Given problem :: Copy out the lines below word for word, starting at the line containing "Note: for each instance of the young" and ending at the line containing "point(567, 308)", with both of those lines included.

___ Rows

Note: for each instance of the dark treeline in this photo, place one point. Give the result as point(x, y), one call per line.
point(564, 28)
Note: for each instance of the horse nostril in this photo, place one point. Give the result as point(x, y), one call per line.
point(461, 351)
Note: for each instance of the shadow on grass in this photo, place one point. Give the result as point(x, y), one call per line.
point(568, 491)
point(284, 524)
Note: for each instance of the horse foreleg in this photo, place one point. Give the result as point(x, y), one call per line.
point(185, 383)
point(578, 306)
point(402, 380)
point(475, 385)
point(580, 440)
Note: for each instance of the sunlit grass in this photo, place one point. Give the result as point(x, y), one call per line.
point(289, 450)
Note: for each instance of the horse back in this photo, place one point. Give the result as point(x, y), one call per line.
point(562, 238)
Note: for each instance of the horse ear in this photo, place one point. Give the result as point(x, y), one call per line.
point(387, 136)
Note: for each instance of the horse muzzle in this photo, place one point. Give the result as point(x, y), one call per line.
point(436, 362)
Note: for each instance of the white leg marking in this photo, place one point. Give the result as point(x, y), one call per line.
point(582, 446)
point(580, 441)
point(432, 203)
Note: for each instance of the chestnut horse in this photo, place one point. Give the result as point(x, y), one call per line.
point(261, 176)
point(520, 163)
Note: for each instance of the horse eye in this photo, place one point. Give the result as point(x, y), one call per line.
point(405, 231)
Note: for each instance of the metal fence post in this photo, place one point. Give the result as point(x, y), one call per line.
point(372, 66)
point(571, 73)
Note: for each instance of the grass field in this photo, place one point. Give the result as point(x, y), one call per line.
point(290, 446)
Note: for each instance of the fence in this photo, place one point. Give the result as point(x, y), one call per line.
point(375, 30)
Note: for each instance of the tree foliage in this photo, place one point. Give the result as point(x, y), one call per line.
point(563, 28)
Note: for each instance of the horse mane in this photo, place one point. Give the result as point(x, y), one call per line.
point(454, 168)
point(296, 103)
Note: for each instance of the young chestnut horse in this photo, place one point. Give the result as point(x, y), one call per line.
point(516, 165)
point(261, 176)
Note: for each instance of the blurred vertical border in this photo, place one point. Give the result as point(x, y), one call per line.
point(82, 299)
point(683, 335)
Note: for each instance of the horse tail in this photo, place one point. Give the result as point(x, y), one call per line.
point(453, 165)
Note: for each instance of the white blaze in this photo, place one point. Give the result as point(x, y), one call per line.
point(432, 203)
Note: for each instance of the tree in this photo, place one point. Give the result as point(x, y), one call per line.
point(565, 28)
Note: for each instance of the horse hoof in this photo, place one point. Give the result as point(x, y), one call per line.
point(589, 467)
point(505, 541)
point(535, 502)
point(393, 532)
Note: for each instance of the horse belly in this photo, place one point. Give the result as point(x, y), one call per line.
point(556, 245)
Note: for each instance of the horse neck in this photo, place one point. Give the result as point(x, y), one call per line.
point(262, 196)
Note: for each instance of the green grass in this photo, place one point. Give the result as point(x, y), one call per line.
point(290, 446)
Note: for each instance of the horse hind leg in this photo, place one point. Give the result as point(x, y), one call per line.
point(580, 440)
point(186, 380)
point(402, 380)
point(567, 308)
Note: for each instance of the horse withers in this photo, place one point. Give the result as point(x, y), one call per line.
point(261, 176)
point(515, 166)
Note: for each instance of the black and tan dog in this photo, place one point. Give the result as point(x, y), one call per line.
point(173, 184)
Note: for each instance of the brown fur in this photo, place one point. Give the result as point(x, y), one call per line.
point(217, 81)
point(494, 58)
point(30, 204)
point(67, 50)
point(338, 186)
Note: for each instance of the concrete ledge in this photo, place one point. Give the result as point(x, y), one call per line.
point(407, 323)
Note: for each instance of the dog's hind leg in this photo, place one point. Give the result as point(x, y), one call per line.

______

Response ::
Note: for each instance of the young chestnut horse in this photo, place one point. Give the result as point(x, y), one call per line.
point(516, 165)
point(261, 176)
Note: for each instance of the blurred vertical border in this photo, place one point. Give the result as point(x, y), one call per line.
point(82, 299)
point(683, 335)
Note: for each instance of the horse tail in this photo, place one point. Give the result as point(x, y), one call per line.
point(453, 165)
Note: for each instance of the white blaze in this photo, place one point. Give the result as point(x, y), one call per line.
point(432, 203)
Note: for each instance of the tree in this photo, place one point. Give the result as point(x, y), one call per line.
point(565, 28)
Note: for each instance of the horse hoof in this photo, place one point. Give the result as point(x, y), one call per line.
point(589, 467)
point(505, 541)
point(535, 502)
point(393, 532)
Note: for each instance of the horse belly in this photo, place one point. Give the result as point(x, y), one call per line.
point(556, 245)
Note: for each instance of the horse neck in this photo, place one point. Give the result as point(x, y), one call per line.
point(262, 196)
Note: for each instance of the green grass in this photo, place one point. Give the result as point(x, y), one call per line.
point(290, 446)
Note: for each instance of the horse hind leg in this photo, place one point. Give the result as point(x, y), one call per line.
point(580, 440)
point(186, 380)
point(402, 380)
point(567, 308)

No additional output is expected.